[Dataset records]
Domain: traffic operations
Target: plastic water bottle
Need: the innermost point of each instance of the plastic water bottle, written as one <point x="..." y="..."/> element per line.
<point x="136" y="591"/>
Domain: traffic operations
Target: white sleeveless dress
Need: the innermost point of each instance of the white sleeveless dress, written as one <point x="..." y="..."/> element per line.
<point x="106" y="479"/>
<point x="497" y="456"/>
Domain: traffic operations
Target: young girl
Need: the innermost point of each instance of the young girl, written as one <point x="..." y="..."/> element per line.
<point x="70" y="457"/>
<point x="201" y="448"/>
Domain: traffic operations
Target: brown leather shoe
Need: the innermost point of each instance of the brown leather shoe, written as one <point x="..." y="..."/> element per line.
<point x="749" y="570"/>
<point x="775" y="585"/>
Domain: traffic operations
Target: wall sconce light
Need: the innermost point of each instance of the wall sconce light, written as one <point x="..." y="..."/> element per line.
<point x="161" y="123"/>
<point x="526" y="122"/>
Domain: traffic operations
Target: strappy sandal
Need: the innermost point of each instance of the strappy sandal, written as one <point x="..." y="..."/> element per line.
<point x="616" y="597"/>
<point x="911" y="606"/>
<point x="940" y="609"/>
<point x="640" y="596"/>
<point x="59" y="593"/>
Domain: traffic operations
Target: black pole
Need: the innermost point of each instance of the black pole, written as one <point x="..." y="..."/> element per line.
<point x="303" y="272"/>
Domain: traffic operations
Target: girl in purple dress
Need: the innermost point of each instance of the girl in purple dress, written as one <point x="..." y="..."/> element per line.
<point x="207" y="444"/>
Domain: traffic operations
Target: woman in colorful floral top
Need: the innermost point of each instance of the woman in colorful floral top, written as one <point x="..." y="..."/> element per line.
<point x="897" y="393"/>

**REQUIREMENT**
All of the material above needs to be retyped word for word.

**OUTPUT OF THE EXERCISE**
Domain: traffic operations
Target: plastic water bottle
Need: the innermost point of each instance of the plastic water bottle, written as one <point x="..." y="..."/> element per line.
<point x="136" y="591"/>
Domain: traffic operations
Target: white sleeveless dress
Need: the innermost point of each instance of the white sleeveless dress, written as one <point x="..." y="..."/> element per line.
<point x="106" y="479"/>
<point x="497" y="456"/>
Domain: traffic operations
Target: young girl
Need: the innermost point of each instance of the young girl, written as one <point x="..." y="..."/> element per line.
<point x="70" y="457"/>
<point x="201" y="448"/>
Domain: traffic operations
Target: brown leather shoe
Need: the innermost point of each instance of the brown leather shoe, written as one <point x="..." y="..."/> element per line.
<point x="749" y="570"/>
<point x="775" y="585"/>
Domain: traffic operations
Target: wall sconce light
Need: the innermost point of each instance of the wall sconce light, written as one <point x="..." y="..."/> element per line.
<point x="161" y="123"/>
<point x="526" y="122"/>
Domain: traffic operations
Target: strappy sandal
Need: the innermost point of each instance of the strappy sandal, written as one <point x="..." y="..."/> element per line.
<point x="616" y="597"/>
<point x="911" y="606"/>
<point x="940" y="609"/>
<point x="640" y="596"/>
<point x="59" y="593"/>
Domain: traffic operations
Target: black pole
Need: the innermost point of each instance of the black pole, written as one <point x="..." y="..."/> element per line.
<point x="303" y="272"/>
Domain: traffic operations
Target: girl in purple dress
Need: the innermost point of each instance of the girl in purple dress, written as one <point x="..." y="..."/> element per line.
<point x="207" y="444"/>
Domain: traffic operations
Target: woman in colorful floral top
Need: the innermost point of each instance of the woman in colorful floral top, written as one <point x="..." y="..."/> element per line.
<point x="897" y="393"/>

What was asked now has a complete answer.